Return a copy of every line in the data below that contains "white".
==== Listed entries ====
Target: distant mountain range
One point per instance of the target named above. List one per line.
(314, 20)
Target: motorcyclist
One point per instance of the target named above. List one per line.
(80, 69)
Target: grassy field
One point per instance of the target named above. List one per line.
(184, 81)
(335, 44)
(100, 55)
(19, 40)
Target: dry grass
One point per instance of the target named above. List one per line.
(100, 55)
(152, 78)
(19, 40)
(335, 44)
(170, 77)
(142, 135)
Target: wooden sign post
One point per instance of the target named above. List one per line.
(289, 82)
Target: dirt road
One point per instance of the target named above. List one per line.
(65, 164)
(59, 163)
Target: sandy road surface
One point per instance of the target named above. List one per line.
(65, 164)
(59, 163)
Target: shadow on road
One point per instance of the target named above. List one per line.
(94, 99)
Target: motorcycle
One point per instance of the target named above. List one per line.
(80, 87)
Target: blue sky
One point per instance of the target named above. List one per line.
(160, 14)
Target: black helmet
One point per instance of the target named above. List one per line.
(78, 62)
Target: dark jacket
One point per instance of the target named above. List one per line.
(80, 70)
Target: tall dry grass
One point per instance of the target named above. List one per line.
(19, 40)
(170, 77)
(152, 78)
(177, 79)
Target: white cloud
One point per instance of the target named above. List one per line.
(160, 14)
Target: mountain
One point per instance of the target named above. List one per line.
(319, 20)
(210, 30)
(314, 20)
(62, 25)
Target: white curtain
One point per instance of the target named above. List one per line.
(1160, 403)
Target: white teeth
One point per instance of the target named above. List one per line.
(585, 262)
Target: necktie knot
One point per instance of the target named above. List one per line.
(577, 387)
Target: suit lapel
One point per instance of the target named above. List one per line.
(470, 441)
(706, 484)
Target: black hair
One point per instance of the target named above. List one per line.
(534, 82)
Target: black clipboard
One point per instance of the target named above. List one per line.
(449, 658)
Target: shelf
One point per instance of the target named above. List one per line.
====
Response area
Target: white cloud
Target: white curtain
Target: white teeth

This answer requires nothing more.